* EXERCISE DESCRIPTION *
Among the lines below, some may hold the word "light"; state how many do, giving only the number.
──────── RAW DATA ────────
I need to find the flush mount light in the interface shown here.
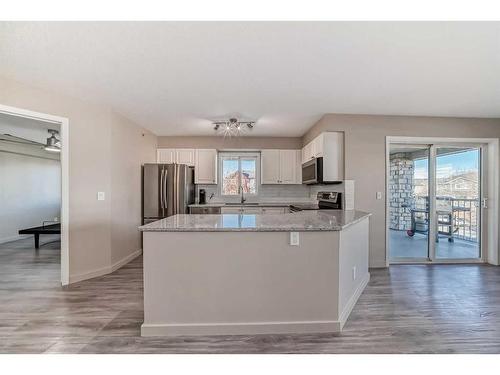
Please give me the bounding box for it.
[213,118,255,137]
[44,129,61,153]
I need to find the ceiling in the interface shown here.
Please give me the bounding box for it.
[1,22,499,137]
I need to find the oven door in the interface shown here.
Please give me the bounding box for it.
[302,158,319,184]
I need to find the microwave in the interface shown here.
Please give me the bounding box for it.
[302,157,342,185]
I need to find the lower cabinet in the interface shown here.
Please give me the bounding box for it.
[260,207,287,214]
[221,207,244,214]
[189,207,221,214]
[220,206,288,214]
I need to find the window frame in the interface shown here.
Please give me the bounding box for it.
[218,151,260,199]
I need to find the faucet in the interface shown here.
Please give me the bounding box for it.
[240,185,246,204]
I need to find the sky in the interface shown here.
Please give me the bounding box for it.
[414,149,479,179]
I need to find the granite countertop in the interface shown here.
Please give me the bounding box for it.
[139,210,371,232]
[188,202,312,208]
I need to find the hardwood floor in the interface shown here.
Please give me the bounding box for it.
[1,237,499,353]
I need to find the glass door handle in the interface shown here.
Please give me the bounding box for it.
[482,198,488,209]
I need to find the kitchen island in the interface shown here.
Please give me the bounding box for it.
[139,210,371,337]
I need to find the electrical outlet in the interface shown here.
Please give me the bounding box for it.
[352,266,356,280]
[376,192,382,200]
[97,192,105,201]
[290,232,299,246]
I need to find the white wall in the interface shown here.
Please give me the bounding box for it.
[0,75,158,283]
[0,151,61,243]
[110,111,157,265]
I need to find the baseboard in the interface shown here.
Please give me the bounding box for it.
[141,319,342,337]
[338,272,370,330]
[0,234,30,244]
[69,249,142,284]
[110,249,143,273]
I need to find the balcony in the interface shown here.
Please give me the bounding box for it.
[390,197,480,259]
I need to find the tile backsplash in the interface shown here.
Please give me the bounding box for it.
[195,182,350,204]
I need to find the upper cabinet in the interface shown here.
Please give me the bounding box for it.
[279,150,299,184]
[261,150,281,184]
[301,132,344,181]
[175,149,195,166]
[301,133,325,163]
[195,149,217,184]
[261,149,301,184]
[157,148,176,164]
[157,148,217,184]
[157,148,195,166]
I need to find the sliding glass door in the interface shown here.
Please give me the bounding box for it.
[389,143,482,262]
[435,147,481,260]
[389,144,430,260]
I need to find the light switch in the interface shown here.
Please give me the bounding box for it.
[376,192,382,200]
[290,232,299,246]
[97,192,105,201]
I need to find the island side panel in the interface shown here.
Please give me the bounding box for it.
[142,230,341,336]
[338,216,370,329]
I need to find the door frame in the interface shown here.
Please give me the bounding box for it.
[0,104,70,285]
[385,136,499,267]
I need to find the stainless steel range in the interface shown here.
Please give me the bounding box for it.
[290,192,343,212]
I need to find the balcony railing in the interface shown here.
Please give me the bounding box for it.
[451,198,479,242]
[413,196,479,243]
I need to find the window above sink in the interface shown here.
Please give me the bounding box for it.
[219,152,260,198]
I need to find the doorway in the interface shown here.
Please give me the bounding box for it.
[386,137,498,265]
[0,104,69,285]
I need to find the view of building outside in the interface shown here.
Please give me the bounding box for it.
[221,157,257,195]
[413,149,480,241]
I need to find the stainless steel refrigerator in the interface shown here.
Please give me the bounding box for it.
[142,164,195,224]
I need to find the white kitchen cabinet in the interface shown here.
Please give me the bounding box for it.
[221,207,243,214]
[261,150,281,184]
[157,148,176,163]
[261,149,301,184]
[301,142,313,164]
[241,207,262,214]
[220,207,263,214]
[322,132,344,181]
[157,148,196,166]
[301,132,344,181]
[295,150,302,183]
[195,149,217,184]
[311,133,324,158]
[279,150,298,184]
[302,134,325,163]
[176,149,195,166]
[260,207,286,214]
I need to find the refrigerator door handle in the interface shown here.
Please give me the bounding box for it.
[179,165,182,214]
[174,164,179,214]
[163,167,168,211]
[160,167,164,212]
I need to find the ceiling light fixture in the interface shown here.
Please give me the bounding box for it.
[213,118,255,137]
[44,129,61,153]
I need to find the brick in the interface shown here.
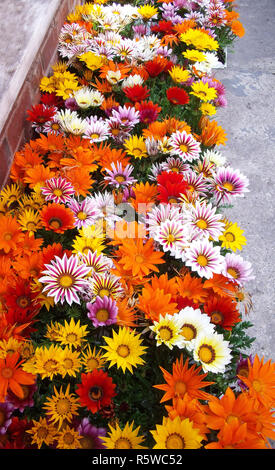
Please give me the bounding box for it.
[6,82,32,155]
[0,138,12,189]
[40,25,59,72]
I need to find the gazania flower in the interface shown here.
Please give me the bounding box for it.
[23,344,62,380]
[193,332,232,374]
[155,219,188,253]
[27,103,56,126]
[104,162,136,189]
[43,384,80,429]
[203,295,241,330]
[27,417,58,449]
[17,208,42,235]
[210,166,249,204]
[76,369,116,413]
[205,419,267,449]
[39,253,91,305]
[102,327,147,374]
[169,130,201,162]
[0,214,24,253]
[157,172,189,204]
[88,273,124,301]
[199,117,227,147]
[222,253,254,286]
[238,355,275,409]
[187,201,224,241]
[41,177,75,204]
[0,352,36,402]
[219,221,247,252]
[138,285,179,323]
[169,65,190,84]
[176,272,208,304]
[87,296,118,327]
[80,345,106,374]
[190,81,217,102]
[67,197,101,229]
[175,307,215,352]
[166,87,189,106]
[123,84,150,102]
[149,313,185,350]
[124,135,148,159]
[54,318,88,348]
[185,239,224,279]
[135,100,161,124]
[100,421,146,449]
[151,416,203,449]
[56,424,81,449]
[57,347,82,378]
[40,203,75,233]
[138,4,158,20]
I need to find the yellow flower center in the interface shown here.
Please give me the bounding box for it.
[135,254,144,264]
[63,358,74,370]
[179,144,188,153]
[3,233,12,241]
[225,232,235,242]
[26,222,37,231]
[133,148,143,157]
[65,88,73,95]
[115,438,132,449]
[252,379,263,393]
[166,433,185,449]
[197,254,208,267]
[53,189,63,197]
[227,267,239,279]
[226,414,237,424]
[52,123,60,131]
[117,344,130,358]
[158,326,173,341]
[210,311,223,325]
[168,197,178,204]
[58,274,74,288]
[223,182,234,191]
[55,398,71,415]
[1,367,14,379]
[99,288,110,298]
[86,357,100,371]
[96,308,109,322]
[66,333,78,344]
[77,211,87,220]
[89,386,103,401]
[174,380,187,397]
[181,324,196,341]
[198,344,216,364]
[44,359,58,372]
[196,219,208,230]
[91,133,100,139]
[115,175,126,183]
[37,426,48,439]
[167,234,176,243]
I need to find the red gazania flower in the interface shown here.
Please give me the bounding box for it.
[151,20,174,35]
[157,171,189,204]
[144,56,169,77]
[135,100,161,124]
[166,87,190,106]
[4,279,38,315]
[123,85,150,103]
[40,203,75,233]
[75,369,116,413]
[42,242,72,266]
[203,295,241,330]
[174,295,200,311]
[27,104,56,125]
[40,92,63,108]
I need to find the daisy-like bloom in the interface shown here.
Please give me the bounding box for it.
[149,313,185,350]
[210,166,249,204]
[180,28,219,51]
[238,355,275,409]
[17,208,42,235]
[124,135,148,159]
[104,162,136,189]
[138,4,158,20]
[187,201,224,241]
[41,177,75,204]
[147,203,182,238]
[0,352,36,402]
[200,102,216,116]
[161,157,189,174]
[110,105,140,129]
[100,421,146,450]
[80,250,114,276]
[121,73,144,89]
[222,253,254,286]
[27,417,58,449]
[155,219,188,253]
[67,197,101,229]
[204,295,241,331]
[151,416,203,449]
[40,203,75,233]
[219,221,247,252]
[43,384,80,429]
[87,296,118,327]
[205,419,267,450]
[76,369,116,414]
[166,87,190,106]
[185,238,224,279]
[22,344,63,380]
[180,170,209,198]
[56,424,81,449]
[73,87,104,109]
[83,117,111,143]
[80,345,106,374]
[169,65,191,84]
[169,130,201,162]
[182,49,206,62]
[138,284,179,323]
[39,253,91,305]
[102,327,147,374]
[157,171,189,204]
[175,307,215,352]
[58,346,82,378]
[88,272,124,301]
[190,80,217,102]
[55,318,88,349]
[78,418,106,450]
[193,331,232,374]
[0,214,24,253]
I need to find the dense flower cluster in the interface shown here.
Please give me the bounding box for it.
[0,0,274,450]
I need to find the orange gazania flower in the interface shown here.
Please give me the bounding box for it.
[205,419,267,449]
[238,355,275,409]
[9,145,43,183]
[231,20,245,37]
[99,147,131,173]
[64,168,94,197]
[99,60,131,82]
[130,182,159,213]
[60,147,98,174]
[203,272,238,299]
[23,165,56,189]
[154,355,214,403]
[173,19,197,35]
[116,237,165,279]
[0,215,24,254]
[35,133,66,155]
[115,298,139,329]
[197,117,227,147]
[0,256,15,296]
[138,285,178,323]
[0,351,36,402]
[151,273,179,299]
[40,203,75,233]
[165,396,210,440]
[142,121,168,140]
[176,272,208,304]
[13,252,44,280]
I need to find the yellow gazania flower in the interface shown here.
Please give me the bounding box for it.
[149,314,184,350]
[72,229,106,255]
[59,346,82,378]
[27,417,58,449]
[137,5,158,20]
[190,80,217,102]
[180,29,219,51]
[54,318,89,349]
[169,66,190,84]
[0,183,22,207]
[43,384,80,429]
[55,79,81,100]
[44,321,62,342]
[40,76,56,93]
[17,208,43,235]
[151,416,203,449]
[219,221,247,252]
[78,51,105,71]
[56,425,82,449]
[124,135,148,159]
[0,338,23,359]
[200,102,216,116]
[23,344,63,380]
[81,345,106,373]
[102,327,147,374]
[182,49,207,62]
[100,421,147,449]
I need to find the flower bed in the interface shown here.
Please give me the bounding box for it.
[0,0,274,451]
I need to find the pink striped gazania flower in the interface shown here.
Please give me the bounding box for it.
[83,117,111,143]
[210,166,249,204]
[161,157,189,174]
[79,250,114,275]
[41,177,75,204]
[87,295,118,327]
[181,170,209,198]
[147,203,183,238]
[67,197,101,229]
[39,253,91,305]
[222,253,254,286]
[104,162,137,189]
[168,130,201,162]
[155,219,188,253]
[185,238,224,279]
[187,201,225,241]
────────
* YOUR SOLUTION *
3